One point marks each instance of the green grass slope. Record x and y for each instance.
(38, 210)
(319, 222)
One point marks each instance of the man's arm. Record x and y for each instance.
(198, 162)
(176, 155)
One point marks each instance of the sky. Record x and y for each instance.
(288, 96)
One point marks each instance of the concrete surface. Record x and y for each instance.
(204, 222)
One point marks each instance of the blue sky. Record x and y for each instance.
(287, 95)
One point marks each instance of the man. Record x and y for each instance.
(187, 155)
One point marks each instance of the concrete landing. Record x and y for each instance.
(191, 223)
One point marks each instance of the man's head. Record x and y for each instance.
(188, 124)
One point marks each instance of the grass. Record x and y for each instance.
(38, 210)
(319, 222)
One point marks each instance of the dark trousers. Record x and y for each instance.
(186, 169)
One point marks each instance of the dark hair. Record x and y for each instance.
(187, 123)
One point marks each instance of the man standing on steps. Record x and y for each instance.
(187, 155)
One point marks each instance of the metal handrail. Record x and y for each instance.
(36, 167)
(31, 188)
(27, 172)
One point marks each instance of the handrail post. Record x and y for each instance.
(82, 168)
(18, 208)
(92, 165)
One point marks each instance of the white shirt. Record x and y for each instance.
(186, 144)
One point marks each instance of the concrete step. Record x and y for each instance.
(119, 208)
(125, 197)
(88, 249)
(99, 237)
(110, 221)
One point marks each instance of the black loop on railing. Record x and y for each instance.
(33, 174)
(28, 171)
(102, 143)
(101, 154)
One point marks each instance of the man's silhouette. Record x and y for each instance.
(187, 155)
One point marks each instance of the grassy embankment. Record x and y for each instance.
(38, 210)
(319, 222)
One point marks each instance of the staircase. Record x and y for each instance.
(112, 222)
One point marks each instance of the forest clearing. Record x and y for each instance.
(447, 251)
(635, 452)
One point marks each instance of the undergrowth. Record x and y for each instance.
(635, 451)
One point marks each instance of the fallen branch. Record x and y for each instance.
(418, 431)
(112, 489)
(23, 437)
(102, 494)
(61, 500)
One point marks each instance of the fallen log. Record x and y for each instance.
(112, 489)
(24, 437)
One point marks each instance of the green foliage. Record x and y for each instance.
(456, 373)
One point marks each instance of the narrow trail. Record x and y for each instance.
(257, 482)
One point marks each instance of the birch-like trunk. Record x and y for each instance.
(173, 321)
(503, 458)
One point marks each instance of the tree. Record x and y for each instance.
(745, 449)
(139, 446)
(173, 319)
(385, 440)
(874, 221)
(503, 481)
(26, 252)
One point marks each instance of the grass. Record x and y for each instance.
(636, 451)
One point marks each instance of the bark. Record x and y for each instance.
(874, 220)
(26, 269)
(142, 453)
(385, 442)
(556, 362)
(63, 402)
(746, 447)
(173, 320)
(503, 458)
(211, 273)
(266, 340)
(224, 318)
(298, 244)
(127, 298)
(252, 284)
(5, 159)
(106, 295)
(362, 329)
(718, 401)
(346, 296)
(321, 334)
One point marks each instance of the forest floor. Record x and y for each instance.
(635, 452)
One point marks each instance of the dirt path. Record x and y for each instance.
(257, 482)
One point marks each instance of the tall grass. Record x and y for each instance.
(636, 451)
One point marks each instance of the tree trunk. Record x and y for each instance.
────────────────────────────────────────
▶ _Task statement_: Copy out the data again, starting at the line that contains "One point marks each instance of the tall" and continuing through the last line of the data.

▶ _Exercise output_:
One point marks each instance of the tall grass. Record x and y for each instance.
(636, 451)
One point marks each instance of the tree trunk. Record x and y for each instance.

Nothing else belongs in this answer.